◆ The tasks:
1. List every label that the forum thread on parsing websites says to press on the betting site, in the order given.
2. Translate this sentence from the forum thread on parsing websites into Spanish: "It seems that the information that I need is not available the day after I created the macro."
3. Quote the forum thread on parsing websites from "View Full Version" to "I'm looking for.".

------ Text passage

PDA

View Full Version : Parsing websites



Yamadori
03-18-2017, 11:28 PM
Hello,

I have problems with parsing a specific website . I used the excel function for importing data of a website (Data tab --> Get External Data group --> From Web) which I inserted into a macro.
And here is the problem: It seems that the information that I need is not available the day after I created the macro. I'm looking for soccer odds of a specific country (also only a specific bet offer) but obviously the bet website changes the information of the web address. Means when I run the makro after a while excel does deliver other information that I'm looking for.
Is there anything I can do? Obviously I need another programming language which is able to run through the website, click on the right buttoms and set the right filters e.g., right? I'm looking for a dynamic solution which always delivers the information I need but does find its way to that point of the website each time "new".

Thanks in advance,

Michael

offthelip
03-20-2017, 12:00 PM
without knowing what the web site looks like it is very difficult to help you. In general terms what I have found often works with these sort of sites is to look very carefully at the URL that gives you the correct page, it often is made up of two parts:
www.somename.com/othername?sometext=111&p=rrr&d=19032017
the part of the url which is after the question mark is a set of parameters which determine what is sent back. if you look at the parameters you can often work out how to set these to get the answers you are looking. e.g. todays date, team code or whatever
Best of luck

Yamadori
03-20-2017, 11:35 PM
Hello,

thanks you for your reply. Since I'm new here and need at least 5 posts to post links, I can't show you an example. If you follow the path below you can reach the point where 'm struggling:

--> Go to Tipico(.com) --> press "Football" --> Press "Spain" --> Press "La Liga". Until this path there is a link. That's fine so far. But I am interested in a specific bet Option --> Press "Show bet Options" --> Press "Over/Under Points in match".

------------
------ Data shown

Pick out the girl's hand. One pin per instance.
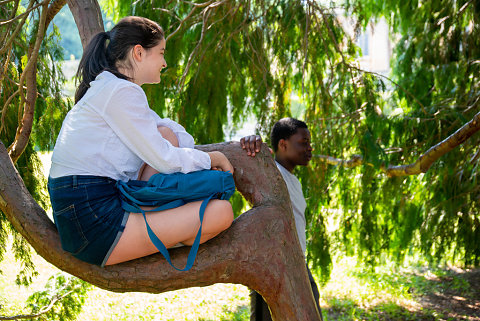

------------

◆ Task-by-task solutions:
1.
Football
Spain
La Liga
Show bet Options
Over/Under Points in match

2. Parece que la información que necesito no está disponible el día después de haber creado la macro.

3.
View Full Version : Parsing websites



Yamadori
03-18-2017, 11:28 PM
Hello,

I have problems with parsing a specific website . I used the excel function for importing data of a website (Data tab --> Get External Data group --> From Web) which I inserted into a macro.
And here is the problem: It seems that the information that I need is not available the day after I created the macro. I'm looking for soccer odds of a specific country (also only a specific bet offer) but obviously the bet website changes the information of the web address. Means when I run the makro after a while excel does deliver other information that I'm looking for.